OBJECTIVE: Filter the records below and copy each line that contains the word "dark", treating uppercase and lowercase as different.

>> START

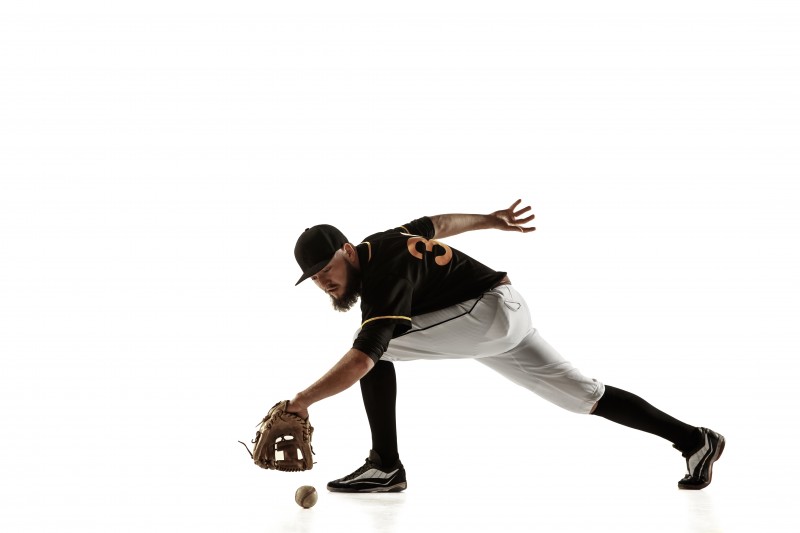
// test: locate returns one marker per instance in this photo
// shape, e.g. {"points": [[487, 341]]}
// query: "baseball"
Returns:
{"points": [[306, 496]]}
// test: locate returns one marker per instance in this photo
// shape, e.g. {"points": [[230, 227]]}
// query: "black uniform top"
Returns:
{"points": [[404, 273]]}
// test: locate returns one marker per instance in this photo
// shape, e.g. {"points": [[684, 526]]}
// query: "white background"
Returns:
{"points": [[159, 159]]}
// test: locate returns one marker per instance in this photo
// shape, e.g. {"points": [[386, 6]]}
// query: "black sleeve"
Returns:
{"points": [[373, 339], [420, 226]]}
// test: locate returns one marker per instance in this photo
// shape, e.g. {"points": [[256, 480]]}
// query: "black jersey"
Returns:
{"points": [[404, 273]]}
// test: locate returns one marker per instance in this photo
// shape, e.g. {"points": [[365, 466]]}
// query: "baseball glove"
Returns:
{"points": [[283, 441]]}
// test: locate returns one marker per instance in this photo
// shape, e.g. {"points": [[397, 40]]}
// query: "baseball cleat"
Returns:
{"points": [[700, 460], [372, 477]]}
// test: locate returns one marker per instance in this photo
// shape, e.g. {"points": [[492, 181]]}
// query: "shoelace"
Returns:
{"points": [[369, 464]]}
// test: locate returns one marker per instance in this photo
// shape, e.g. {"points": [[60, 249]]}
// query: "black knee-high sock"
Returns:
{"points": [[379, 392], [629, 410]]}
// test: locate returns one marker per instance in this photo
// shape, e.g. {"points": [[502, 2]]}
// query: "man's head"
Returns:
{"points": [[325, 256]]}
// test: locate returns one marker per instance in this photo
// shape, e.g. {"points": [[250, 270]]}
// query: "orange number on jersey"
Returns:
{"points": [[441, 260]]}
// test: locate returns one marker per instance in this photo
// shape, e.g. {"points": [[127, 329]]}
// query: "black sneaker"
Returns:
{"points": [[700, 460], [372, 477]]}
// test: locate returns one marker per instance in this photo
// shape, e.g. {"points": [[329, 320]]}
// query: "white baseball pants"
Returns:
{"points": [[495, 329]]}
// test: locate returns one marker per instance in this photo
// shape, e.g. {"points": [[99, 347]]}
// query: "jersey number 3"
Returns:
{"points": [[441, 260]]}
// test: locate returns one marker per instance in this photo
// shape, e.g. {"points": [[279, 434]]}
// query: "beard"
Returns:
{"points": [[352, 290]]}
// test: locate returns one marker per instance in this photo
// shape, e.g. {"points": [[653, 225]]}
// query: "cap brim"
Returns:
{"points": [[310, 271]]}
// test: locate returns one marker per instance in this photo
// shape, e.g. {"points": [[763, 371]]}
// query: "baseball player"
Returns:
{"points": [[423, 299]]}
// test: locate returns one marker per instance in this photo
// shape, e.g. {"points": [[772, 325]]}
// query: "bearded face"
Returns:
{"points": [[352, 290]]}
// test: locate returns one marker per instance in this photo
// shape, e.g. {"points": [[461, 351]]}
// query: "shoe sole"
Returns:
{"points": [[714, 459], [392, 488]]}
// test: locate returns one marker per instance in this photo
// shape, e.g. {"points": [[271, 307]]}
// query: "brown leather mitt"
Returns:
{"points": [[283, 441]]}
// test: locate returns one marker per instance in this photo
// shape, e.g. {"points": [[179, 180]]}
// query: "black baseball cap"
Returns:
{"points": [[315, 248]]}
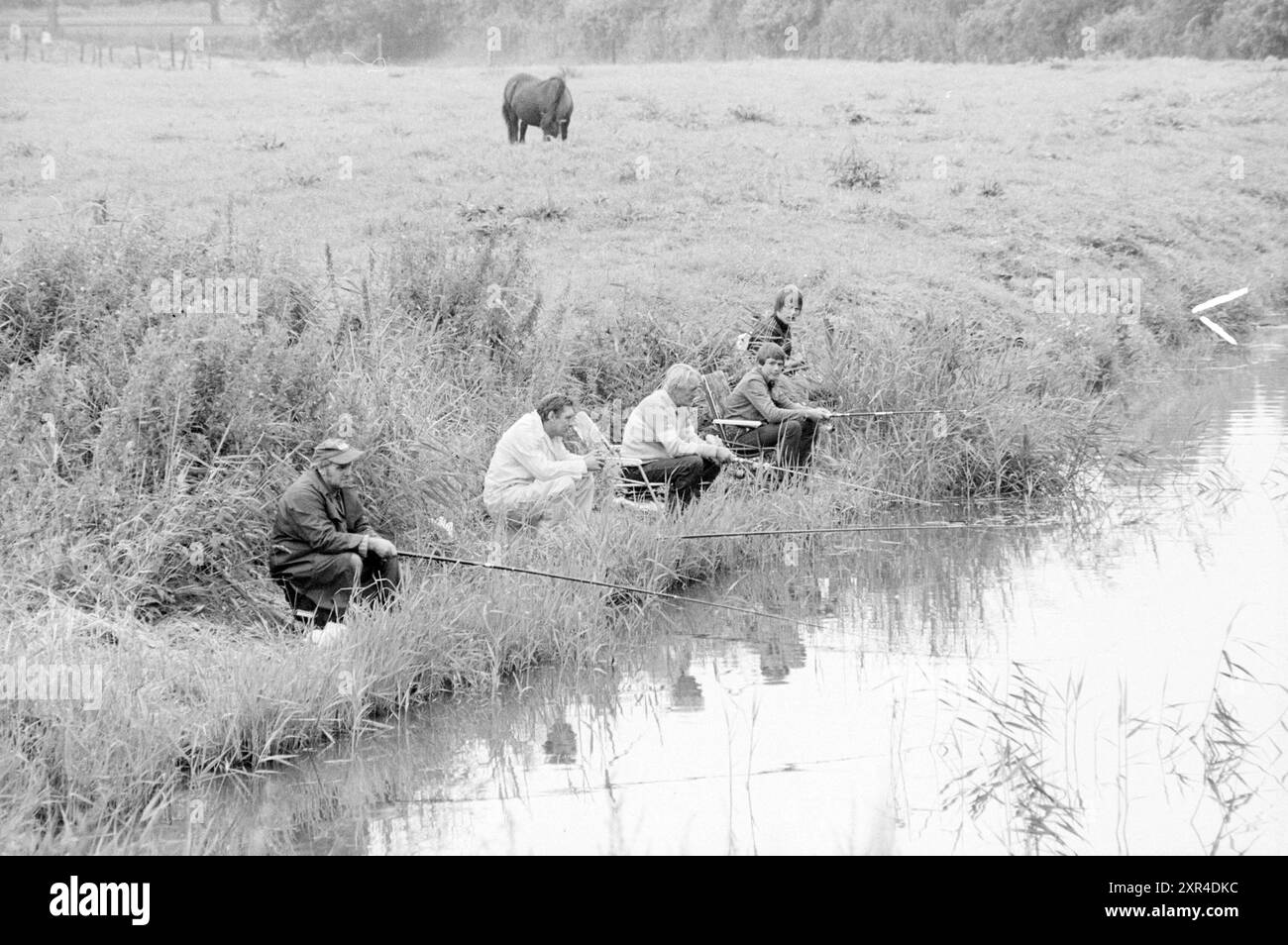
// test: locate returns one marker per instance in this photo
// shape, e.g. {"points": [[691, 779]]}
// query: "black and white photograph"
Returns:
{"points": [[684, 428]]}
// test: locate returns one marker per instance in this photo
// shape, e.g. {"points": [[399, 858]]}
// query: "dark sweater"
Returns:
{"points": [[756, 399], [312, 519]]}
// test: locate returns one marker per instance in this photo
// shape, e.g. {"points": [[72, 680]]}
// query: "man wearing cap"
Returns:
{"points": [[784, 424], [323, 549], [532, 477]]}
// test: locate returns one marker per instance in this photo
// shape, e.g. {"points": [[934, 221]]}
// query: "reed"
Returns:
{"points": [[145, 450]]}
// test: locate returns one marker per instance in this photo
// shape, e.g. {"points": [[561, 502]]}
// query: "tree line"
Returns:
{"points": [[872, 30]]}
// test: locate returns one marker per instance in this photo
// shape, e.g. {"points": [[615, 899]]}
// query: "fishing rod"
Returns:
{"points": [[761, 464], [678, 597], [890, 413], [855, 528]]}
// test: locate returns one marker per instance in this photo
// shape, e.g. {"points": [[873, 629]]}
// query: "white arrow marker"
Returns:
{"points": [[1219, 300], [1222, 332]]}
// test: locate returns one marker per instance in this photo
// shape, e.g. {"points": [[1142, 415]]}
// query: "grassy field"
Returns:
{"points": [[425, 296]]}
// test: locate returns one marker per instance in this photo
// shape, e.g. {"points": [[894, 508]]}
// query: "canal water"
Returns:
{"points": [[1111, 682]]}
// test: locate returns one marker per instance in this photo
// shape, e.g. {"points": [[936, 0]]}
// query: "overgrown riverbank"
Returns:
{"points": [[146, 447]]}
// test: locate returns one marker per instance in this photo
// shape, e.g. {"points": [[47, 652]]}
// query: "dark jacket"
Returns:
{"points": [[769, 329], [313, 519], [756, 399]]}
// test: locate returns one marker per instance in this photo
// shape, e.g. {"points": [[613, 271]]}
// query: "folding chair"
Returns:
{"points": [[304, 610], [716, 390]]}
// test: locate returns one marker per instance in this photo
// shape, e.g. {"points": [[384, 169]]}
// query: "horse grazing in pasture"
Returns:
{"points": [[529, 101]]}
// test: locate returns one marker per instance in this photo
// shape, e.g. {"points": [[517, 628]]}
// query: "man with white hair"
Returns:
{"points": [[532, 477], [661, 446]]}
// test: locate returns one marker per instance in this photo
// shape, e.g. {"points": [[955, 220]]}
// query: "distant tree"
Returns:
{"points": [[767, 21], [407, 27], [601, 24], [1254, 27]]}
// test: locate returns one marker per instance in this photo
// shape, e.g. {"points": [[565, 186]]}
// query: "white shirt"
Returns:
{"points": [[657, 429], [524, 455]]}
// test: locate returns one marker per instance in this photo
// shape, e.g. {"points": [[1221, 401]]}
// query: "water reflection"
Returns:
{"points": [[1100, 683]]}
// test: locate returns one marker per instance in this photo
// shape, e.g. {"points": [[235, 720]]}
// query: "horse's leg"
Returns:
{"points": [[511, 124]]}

>> END
>> START

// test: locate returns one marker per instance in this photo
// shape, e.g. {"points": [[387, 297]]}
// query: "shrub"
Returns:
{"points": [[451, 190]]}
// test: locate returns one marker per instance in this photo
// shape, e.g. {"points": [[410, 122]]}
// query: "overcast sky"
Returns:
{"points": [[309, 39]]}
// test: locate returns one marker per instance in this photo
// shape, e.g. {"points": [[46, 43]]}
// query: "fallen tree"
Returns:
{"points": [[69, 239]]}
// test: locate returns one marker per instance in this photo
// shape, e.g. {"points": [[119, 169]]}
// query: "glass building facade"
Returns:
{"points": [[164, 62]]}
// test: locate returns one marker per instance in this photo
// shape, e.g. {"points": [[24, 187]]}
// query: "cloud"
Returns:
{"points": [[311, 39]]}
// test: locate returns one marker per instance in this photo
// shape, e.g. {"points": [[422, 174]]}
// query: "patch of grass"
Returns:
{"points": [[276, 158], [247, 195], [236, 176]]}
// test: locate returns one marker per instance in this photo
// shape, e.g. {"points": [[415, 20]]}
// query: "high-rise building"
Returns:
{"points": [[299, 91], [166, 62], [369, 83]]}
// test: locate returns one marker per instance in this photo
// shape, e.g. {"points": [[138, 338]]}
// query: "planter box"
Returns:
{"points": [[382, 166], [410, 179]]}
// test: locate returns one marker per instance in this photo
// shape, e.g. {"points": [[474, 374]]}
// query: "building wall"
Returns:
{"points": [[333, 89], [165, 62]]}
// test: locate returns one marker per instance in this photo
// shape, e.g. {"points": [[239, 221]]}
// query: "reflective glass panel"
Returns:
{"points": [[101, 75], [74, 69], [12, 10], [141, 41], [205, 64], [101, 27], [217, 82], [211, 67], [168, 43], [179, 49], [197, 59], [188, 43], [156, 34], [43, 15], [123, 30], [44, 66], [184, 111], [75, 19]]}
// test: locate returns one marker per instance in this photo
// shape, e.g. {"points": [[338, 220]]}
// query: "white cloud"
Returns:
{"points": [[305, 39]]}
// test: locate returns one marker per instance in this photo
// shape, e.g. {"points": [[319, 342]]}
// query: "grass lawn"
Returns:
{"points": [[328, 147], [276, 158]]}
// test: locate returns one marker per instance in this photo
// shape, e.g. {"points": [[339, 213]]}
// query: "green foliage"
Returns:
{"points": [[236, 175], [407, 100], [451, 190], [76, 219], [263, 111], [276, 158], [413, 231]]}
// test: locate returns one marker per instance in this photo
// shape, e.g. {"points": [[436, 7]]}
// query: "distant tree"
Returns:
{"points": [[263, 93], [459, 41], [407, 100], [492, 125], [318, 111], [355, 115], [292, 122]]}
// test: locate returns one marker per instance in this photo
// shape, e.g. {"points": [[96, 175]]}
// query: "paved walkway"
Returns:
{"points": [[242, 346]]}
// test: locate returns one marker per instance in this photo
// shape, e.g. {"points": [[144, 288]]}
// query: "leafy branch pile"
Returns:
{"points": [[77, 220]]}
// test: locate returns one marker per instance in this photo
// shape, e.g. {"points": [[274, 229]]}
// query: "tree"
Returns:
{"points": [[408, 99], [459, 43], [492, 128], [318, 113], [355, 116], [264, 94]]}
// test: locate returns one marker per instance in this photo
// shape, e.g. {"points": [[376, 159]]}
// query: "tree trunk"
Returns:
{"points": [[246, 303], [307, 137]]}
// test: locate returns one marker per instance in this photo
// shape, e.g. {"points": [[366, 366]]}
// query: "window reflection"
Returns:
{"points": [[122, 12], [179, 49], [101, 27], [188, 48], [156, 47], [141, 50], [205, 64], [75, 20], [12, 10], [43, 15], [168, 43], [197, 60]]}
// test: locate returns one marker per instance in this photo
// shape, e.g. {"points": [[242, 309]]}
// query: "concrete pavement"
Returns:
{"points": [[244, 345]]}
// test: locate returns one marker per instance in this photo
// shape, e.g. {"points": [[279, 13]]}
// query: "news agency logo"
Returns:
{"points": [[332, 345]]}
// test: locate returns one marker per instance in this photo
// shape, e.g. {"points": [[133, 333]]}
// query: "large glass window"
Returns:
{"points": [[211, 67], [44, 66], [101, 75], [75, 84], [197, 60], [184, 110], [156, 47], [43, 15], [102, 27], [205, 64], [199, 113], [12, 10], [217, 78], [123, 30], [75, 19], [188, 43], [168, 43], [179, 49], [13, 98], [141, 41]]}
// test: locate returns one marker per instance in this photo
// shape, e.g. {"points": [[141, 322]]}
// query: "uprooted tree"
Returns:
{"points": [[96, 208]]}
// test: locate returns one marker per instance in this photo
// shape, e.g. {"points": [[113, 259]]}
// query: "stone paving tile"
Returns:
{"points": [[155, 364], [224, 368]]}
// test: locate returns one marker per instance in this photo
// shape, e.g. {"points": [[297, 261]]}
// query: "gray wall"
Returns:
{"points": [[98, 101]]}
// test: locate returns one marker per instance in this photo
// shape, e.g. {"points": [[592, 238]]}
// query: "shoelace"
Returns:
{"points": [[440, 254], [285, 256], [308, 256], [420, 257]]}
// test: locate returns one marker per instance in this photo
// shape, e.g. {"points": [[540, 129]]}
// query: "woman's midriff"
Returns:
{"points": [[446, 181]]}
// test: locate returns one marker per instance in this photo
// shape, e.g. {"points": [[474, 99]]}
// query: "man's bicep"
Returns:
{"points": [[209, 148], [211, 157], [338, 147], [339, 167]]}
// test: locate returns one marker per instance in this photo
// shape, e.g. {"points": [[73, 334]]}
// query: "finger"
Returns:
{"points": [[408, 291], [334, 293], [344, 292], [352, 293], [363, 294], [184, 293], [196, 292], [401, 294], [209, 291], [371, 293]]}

>> END

ANSWER:
// query: "dark sweater"
// query: "dark jacket"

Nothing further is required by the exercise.